→ YOUR INSTRUCTIONS: Transcribe the passage of the piece on squatting below that starts at "My criminal past" and ends at "be a criminal.".

---------- EXTRACT ----------

My criminal past

Back in the early 80s I did what many people arriving in London did: I squatted in a house that had been left empty. Anyone doing the same after Saturday will be a criminal.

The house in question was owned by the Greater London Council (GLC) and like many others owned by local authorities all over London it had been left empty for years because of a road scheme that never was or a slum clearance scheme that was never finished. Nobody was living there and, given the big hole in the floor of one of the bedrooms and the water streaming down the walls of most of the others, that was understandable. So when we squatted it we were not denying anybody else a home, we were simply fixing it up and creating one for ourselves in what became one more squat in a whole street of squats. Given that we were all on the dole (this was 1981, the worst time to be a graduate until now) we were probably even saving the taxpayer money.

After several months we were taken to court by the GLC but at the last minute we were helped by a local short-life housing association (the first time I had ever heard the term) that was allowed to take over the house on a proper license. Last time I looked it was still there although I had soon moved on. Ironically enough, years later I was to meet the man who signed the eviction notice on the editorial board of ROOF magazine. I also realised that I had come in at the tail-end of a wave of squatting across London that included everyone from Robert Elms to the cousin of a certain future housing minister (the 101ers, the forerunner of The Clash was even named after the squat where they lived in Walterton Road). Then, as now, there were people who suffered because of squatting but the vast majority of squatters simply wanted somewhere to live. In the process, they must have saved thousands of abandoned homes across London.

---------- DATASET ----------

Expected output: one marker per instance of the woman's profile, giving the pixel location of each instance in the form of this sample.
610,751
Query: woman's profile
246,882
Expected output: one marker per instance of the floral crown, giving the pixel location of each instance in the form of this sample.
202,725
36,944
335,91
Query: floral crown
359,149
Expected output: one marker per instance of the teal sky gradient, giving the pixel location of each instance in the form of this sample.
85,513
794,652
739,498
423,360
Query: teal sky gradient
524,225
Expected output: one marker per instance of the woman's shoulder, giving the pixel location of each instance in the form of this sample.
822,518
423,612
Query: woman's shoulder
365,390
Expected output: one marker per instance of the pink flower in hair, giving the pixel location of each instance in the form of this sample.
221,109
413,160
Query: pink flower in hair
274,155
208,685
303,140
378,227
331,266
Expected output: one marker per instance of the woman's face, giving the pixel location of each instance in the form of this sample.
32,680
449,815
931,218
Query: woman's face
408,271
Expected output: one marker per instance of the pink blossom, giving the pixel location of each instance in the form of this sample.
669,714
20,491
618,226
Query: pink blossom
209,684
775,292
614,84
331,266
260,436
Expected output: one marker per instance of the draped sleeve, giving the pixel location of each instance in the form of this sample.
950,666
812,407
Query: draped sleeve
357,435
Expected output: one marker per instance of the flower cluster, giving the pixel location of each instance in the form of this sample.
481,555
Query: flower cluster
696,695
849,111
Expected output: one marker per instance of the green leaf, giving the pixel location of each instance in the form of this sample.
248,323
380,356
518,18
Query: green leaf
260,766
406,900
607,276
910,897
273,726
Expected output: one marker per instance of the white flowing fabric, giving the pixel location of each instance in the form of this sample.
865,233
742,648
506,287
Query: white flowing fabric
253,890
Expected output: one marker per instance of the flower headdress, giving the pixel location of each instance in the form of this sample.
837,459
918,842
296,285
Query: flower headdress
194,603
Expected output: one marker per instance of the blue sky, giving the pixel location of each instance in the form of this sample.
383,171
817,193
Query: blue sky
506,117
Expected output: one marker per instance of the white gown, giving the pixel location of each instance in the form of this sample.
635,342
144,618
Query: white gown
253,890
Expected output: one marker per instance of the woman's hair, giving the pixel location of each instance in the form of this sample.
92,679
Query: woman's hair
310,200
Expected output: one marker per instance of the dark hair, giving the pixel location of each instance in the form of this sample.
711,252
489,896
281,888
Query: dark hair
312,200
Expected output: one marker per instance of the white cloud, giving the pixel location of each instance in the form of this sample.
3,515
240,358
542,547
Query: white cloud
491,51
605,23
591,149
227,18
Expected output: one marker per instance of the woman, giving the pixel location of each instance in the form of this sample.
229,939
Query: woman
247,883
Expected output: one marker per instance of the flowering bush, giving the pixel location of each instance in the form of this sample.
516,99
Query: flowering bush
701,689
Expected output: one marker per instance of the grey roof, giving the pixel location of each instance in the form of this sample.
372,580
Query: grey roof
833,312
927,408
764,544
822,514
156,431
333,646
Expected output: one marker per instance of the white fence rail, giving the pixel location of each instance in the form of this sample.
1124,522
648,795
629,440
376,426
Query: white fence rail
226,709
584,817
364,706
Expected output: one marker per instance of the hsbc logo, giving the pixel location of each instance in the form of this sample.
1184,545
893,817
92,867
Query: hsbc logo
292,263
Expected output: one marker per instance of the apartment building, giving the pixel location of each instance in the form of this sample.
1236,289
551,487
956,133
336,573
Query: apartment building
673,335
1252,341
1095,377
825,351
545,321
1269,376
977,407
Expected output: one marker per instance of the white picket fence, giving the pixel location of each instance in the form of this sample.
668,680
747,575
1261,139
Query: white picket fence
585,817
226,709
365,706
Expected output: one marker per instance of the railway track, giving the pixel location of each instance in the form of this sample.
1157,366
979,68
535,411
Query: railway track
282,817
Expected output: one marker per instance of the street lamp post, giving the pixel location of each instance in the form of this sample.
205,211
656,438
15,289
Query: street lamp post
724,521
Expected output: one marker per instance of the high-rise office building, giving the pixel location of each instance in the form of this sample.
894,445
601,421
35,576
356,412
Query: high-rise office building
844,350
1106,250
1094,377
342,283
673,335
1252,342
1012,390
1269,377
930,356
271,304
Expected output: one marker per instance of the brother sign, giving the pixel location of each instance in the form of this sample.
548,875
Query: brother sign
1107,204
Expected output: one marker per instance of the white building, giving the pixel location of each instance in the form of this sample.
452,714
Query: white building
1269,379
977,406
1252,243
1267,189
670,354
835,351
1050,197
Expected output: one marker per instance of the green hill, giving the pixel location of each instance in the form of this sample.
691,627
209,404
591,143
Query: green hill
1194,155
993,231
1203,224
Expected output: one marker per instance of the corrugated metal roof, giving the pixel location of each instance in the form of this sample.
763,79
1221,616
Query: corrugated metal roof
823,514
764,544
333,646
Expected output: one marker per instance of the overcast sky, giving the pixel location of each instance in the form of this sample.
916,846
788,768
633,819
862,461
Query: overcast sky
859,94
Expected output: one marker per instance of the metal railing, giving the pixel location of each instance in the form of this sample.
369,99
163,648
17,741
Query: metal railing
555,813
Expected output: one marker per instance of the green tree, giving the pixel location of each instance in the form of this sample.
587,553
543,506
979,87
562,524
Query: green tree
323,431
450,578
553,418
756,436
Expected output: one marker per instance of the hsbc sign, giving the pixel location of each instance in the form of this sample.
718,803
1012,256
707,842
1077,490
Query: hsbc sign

----------

→ RESPONSE TO THIS TASK:
My criminal past

Back in the early 80s I did what many people arriving in London did: I squatted in a house that had been left empty. Anyone doing the same after Saturday will be a criminal.